Express every line of the records below as a JSON list of strings, one string per line, with blank lines skipped. Leave the pictures out.

==== Task data ====

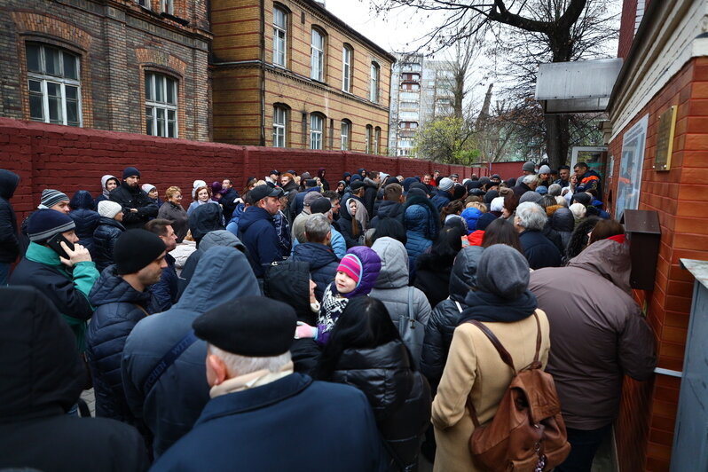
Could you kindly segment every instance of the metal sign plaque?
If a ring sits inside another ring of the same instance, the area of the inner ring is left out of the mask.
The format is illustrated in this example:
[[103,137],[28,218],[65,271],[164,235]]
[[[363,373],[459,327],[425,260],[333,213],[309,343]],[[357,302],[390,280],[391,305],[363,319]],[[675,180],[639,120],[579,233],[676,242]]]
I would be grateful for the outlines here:
[[654,170],[671,169],[671,153],[673,151],[673,133],[676,130],[675,105],[659,115],[659,129],[657,132],[657,156]]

====

*Response below*
[
  "Could you kindly segment every instance of the metal sign plaque?",
  "If a ring sits inside another ring of the same instance, the area of the inner ring is left out of the mask.",
  "The format is illustrated in this example:",
  "[[103,137],[28,218],[65,271],[164,235]]",
  "[[[363,373],[459,327],[425,260],[333,213],[309,343]],[[357,302],[390,280],[391,305],[363,319]],[[675,180],[639,120],[579,233],[676,242]]]",
  "I would be grateful for the outlines here:",
  "[[654,170],[671,169],[671,153],[673,151],[673,133],[676,130],[675,105],[659,115],[659,129],[657,132],[657,156]]"
]